[Saved entries]
○ ○ ○

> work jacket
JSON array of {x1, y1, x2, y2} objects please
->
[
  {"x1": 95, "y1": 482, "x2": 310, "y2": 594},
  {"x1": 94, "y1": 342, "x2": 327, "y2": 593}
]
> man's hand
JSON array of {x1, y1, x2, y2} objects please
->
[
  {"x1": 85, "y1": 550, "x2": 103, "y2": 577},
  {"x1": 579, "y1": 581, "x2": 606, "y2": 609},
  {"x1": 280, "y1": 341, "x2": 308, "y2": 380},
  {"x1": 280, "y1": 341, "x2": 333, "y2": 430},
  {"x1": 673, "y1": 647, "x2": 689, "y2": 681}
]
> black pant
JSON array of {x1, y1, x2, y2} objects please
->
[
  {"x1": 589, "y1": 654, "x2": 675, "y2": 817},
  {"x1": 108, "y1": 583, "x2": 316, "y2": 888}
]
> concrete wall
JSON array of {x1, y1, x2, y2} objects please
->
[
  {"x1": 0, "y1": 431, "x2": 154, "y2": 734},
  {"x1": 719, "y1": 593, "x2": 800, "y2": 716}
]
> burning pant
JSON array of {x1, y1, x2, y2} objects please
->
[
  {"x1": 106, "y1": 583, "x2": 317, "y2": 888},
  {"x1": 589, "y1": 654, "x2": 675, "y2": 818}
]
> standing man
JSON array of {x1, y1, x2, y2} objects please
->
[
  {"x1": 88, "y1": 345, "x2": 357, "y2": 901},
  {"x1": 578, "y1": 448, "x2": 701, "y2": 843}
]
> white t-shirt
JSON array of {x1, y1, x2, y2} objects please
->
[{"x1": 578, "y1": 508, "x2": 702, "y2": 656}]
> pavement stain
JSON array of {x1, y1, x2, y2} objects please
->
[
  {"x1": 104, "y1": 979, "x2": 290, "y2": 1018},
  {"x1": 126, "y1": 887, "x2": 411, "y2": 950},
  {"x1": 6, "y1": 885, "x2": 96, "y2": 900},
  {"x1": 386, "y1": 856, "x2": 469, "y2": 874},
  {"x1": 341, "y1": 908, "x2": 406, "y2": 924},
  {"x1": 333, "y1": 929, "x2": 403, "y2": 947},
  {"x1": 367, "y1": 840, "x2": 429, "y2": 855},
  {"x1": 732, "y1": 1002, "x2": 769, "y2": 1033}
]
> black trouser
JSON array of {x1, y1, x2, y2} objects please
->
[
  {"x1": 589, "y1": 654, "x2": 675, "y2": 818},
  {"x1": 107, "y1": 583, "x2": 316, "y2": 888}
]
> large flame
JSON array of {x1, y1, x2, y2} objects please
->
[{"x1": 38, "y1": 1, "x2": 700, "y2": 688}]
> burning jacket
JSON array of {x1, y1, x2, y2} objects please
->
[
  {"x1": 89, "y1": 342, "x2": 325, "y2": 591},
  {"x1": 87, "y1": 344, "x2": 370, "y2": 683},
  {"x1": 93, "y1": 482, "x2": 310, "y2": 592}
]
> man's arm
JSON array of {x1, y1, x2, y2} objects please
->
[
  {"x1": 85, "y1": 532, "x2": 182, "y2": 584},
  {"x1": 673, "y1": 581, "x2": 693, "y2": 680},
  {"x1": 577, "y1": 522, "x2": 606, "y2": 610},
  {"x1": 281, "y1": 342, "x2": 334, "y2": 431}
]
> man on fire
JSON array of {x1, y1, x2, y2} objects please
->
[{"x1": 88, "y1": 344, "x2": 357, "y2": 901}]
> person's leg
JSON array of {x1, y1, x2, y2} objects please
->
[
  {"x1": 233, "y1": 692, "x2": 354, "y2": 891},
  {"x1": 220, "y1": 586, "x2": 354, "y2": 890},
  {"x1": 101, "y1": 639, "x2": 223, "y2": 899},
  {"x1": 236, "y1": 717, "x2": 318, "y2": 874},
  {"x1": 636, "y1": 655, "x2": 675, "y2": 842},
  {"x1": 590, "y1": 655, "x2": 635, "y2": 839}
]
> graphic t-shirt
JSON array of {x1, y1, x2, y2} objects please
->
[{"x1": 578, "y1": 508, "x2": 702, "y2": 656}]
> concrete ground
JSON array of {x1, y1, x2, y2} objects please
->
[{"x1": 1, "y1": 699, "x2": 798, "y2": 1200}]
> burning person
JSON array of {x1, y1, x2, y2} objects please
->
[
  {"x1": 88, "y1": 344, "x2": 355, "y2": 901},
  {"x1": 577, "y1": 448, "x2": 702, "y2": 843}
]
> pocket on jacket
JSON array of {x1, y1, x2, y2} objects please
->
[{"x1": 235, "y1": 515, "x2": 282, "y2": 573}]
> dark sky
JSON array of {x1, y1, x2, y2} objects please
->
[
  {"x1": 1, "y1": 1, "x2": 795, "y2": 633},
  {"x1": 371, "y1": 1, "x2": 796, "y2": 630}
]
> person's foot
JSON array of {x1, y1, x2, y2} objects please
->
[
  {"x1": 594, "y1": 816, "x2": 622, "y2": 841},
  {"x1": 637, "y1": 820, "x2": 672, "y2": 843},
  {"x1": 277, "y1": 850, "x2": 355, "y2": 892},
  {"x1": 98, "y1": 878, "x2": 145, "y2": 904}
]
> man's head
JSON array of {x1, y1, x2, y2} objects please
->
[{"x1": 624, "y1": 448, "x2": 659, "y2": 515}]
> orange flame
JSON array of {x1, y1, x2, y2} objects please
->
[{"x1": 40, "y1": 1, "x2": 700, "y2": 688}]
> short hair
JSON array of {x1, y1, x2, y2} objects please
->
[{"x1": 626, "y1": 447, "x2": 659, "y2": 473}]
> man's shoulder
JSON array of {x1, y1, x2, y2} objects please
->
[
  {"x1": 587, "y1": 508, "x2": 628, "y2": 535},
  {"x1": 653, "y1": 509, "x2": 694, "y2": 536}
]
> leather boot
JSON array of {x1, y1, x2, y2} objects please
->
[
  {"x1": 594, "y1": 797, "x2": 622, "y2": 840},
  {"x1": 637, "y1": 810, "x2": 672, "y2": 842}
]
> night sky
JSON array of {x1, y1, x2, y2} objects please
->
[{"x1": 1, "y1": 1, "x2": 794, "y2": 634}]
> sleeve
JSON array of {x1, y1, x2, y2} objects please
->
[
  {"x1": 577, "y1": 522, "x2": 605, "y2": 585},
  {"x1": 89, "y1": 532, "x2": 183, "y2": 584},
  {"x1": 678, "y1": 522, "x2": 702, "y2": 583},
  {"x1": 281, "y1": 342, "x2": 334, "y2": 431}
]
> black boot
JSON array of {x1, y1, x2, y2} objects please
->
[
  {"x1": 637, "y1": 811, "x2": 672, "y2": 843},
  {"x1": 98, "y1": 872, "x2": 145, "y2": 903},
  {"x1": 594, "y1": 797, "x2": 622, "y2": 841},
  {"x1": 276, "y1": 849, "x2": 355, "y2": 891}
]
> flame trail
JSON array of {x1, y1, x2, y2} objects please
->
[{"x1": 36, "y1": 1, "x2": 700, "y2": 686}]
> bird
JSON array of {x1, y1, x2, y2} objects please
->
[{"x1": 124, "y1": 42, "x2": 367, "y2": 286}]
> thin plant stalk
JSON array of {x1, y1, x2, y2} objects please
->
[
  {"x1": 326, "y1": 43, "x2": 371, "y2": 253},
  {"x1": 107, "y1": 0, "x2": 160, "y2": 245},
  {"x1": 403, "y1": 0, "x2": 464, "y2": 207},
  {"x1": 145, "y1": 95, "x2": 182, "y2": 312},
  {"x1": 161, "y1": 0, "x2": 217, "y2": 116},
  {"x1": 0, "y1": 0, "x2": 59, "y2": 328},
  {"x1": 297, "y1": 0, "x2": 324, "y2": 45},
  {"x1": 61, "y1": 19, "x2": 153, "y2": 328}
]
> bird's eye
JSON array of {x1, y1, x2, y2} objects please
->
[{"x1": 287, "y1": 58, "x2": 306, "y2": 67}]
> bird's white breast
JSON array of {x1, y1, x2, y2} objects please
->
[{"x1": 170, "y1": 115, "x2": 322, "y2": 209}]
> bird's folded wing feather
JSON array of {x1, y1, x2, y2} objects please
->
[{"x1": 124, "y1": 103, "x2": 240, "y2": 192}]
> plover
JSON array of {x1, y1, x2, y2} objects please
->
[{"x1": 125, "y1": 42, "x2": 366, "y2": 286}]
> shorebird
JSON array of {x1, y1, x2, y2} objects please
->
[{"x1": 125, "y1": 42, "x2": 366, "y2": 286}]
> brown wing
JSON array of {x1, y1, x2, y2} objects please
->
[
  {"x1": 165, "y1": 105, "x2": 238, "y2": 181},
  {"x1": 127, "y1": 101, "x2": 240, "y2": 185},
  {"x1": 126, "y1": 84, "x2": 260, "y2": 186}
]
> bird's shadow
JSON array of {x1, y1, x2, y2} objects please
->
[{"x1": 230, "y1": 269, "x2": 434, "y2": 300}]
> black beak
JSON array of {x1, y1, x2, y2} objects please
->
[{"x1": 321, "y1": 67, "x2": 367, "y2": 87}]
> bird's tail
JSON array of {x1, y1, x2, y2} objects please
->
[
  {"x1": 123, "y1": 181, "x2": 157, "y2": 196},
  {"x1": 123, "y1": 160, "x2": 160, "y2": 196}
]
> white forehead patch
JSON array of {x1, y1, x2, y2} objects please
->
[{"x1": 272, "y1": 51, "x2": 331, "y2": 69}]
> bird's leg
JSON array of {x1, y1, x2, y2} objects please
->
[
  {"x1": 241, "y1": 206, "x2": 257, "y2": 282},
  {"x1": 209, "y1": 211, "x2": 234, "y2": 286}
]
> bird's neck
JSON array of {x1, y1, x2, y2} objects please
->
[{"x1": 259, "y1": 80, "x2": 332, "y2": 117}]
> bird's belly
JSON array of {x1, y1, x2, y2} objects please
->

○ ○ ○

__WHAT IS NEEDED__. Report every line of the data above that contains the string "jacket" by copying it in full.

__RESPONSE__.
> work jacket
> burning jacket
> pocket on jacket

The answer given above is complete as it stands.